● SET TASK A: According to the reading recap, how many books did the writer finish in 2021?
● SET TASK B: Carry on the 2021 reading recap from its final sentence, keeping the same voice.

● EXCERPT TO READ:
==============================

My 2021 in Reading

I did something different in 2021, probably because for the first four and a half months of the year I was still on my 2020 quarantine-light. (I left the house, sure, but I limited those excursions and didn’t work at my “real” job until after my second jab) So for the first time since I was a kid who really wanted that free pan pizza, I kept track of my reading.

I generally have the goal of 52 books a year. (In my pan pizza seeking days, I could read 100 books over the summer, no problem. I didn’t have a job. Or pets and a house to keep up. Or, I guess, much of a life. Heh.)

I didn’t make it in 2021. I fell short, ending the year having read 45 books since January 1. I feel mostly fine with this number, given the fact that I got married in 2021. Putting a wedding together is a lot, and it was even more of a lot in 2021. Also, Syd and I had a three day party beforehand.

==============================

● Excerpts from segmentation records:

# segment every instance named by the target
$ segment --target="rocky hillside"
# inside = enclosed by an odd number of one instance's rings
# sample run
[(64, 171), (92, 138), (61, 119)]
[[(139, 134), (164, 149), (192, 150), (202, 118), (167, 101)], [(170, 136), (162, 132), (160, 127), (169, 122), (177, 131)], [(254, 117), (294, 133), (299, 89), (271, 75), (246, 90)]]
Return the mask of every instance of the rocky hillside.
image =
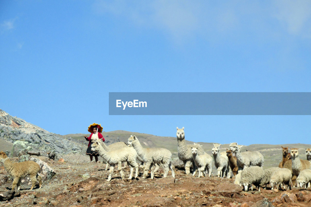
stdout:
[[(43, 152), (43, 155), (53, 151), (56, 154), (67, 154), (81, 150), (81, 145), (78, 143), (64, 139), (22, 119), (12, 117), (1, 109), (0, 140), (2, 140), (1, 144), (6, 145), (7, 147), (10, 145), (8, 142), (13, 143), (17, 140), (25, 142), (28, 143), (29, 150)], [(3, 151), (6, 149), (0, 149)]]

==============================

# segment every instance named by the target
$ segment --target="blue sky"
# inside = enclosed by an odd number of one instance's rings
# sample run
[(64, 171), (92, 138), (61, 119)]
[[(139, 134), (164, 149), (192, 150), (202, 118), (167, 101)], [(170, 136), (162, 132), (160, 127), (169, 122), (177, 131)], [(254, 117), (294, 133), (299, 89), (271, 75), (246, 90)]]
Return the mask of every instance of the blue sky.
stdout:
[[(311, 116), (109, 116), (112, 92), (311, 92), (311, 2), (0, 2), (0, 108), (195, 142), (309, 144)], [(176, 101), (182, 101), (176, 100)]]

==============================

● EXERCISE RESULT A: 45 books.

● EXERCISE RESULT B:
Anyway. Here are the best things I read all year:

In January, I read Kim Stanley Robinson’s Aurora, which is a comprehensive demonstration of why generation ships are a terrible idea. Unlike most generation ship stories, this one isn’t limited to either somewhere in the midpoint of the journey/usually around the third or fourth generation or the end of the journey. Instead, Aurora starts out “near” the end of the journey, takes us all the way through to the end, and continues on through a decision that this was all a bad idea and we should go back home, and keeps going through a second journey. Fucking incredible. (For another unusual generation ship story, albeit one that is a flashback subplot to a different story, Alastair Reynolds’ Chasm City is an old favorite.)

Also in January, I read Timothy Denevi’s Freak Kingdom, a truncated biography of Hunter S. Thompson focusing on his political years in the 60s and 70s. I’ve read other Thompson biographies, and this one doesn’t offer many new insights, but it does delve more deeply into one specific aspect of the writer’s life and explores it comprehensively. Recommended, even for non-Thompson fans. It rang especially relevant in the weeks following January 6.

Annalee Newitz’s The Future of Another Timeline is fucking delightful. I read it mostly sitting by a canal on Longboat Key in our isolation-friendly vacation rental. It was compelling, fun, and an extremely well thought-out take on time wars. And the characters are fantastic. I would go to a concert with them, for sure. (Hopefully our own future timeline will include concerts.)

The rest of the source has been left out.